▶ _Problem statement_: Exactly reproduce each entry, leaving out nothing.

Coordinate annotation records
================
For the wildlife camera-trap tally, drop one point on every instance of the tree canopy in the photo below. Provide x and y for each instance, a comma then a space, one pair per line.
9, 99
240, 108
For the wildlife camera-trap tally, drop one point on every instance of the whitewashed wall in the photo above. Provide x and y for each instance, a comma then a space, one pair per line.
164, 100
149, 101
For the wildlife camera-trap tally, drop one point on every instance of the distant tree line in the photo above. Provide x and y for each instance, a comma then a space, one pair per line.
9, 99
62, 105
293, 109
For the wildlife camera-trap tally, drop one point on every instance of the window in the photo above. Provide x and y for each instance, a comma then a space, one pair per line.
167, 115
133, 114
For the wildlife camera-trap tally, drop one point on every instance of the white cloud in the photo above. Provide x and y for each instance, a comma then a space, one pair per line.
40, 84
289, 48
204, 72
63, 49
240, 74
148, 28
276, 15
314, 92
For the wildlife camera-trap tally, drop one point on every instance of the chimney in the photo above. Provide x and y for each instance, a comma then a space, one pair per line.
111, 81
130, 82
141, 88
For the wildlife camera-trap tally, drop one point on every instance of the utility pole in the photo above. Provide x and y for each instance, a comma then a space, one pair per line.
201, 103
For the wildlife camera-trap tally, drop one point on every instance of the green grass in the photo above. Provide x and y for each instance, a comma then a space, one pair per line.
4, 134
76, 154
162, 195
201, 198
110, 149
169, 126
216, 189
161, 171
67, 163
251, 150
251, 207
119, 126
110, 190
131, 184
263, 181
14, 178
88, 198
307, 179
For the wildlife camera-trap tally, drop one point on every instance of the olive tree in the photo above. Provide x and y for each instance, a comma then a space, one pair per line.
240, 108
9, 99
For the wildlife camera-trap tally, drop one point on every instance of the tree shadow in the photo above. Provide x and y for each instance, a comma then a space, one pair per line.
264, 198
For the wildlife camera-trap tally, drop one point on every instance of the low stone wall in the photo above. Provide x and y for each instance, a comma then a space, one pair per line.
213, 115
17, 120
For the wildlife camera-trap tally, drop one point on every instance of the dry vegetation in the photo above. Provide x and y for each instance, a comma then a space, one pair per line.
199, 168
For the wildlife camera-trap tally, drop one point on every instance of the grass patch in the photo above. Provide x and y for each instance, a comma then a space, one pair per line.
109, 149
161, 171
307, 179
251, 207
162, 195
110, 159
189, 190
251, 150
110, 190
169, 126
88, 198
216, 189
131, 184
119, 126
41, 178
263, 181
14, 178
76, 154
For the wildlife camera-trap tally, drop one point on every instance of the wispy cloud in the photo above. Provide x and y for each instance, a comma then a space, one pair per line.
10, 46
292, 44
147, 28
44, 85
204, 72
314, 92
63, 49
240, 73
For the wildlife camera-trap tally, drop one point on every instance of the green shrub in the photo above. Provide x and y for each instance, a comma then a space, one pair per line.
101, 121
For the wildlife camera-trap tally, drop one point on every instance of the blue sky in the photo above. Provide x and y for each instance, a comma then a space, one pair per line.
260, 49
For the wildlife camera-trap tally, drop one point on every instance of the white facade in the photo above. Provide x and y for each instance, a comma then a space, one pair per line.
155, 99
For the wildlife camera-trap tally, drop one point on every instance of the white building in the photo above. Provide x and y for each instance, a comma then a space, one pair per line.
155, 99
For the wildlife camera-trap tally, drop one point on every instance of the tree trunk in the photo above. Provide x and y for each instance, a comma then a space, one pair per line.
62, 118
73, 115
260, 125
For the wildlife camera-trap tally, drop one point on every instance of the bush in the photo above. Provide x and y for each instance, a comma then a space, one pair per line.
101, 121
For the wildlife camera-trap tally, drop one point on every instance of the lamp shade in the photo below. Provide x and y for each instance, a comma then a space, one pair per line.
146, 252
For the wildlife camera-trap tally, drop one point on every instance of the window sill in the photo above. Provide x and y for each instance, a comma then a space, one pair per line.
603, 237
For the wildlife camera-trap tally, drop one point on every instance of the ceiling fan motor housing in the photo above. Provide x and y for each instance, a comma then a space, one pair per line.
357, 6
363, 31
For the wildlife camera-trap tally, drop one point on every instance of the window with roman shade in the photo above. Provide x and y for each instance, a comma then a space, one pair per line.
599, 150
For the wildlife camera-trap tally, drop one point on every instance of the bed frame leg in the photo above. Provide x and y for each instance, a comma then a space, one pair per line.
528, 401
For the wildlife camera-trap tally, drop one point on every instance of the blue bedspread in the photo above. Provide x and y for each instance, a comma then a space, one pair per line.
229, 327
================
▶ _Exercise output_:
For the wildlife camera-trap tally, drop one point on every instance of the tree canopy in the photo below. Provide x and y for each instance, a comma then a space, one pair per line.
9, 99
240, 108
For the wildlife camera-trap tally, drop one point on every instance of the whitewashed wall in the photo above. Provide x and y for each instance, a comma then a space, one pair per line.
164, 100
149, 101
For the wildlife camera-trap tally, drop one point on every instance of the distant tree line in the photo above. Provide x and y for each instance, a comma then a space, one pair per line.
9, 99
62, 105
293, 109
For the wildlife camera-trap tally, drop one point on every instance of the window in the photo above. Provide x and y for each instance, a comma then a space, one pair per line.
167, 115
133, 114
For the wildlife camera-trap tally, drop one point on every instance of the white cloud in the photo above. Provide x and y for each instance, a comma then a space, one pair per line.
40, 84
289, 48
204, 72
63, 49
240, 74
148, 28
276, 15
314, 92
For the wildlife camera-trap tally, drop one point on every instance of the chimney in the photo above. Provide x and y for each instance, a comma then a space, one pair per line.
111, 81
130, 82
141, 88
For the wildlife camera-trap tally, drop one point on every instance of the utility pole in the photo above. Provide x and y for each instance, a comma then a space, one pair per line.
201, 103
For the wildlife camera-trap tally, drop one point on every instance of the green grass in the photo above. Provide x and y for each instance, a comma then a space, one pair per line.
4, 134
76, 154
162, 195
201, 198
110, 149
169, 126
216, 189
161, 171
67, 163
251, 150
251, 207
119, 126
110, 190
131, 184
263, 181
14, 178
88, 198
307, 179
For the wildlife camera-trap tally, drop one point on every instance of the olive tree in the photo above. Provide x and y for each instance, a comma then a space, one pair per line.
240, 108
9, 99
For the wildlife camera-trap tally, drop one point on every instance of the tree shadow in the photo above. Provide x and y for each instance, a comma then a space, one pair per line.
264, 198
For the wildlife camera-trap tally, drop one point on every instance of the low stone wall in the photo above. Provide x and y for each instance, a comma then a space, one pair per line.
213, 115
17, 120
For the wildlife camera-trap tally, drop one point on every instance of the dry vegetation in the photo above. Provide x and y for each instance, a comma then a space, one pair per line.
199, 168
For the wildlife camera-trap tally, drop one point on every instance of the grass patch in the photo above. Provide x and y for each instance, a comma then a space, one pair per line.
109, 149
161, 171
307, 179
251, 207
162, 195
110, 159
189, 190
251, 150
110, 190
169, 126
88, 198
216, 189
131, 184
119, 126
41, 178
263, 181
14, 178
76, 154
For the wildlife camera-trap tally, drop one point on every instance of the wispy cloud in the photo above. Provide x and y for each instance, a comma then a space, one pair per line.
10, 46
292, 44
147, 28
44, 85
204, 72
314, 92
63, 49
240, 73
For the wildlife camera-trap tally, drop one point on every instance of the green shrub in the photo above. Provide x and y for each instance, a comma then a space, one pair per line.
101, 121
For the wildlife camera-trap tally, drop one point on every instance of the blue sky in the photo above. Provide x and y for each instance, a comma then a space, one pair per line.
260, 49
For the wildlife camera-trap tally, drop one point on every instance of the white facade in the photo above. Provide x and y for each instance, a comma then a space, one pair per line.
155, 99
For the wildlife camera-trap tally, drop one point on every instance of the white building in the photo above. Provide x and y for each instance, a comma then a space, one pair per line.
155, 99
For the wildlife camera-trap tally, drop one point on every instance of the tree trunk in the photo above. Provide x and y for each instance, a comma then a space, one pair per line.
62, 118
73, 115
260, 125
For the wildlife camera-trap tally, drop one point on every instance of the bush in the photo above. Provide x and y for each instance, a comma then a space, one pair per line.
101, 121
For the wildlife camera-trap tally, drop one point on every instance of the lamp shade in the photo below. Provide x and y for each instance, a comma then a space, one pair per line.
146, 252
For the wildlife camera-trap tally, drop one point on every instance of the window sill in the photo above. Provide x and y for each instance, a comma then a space, one pair per line.
603, 237
For the wildlife camera-trap tally, drop one point on every instance of the ceiling fan motor housing in the photo above. Provide x and y for each instance, a comma then a space, one pair per line.
357, 6
363, 31
For the wildlife camera-trap tally, drop one point on every instance of the window with roman shade in the photo above. Provide x and y for each instance, a comma then a space, one pair per line.
599, 150
For the wildlife camera-trap tally, drop one point on every instance of the bed frame leg in the photo above. Provide x and y for each instance, a comma then a space, one pair per line.
528, 401
For the wildlife camera-trap tally, drop one point on every instance of the blue bedspread in the photo above. Provide x and y for each instance, a comma then a space, one pair per line.
229, 327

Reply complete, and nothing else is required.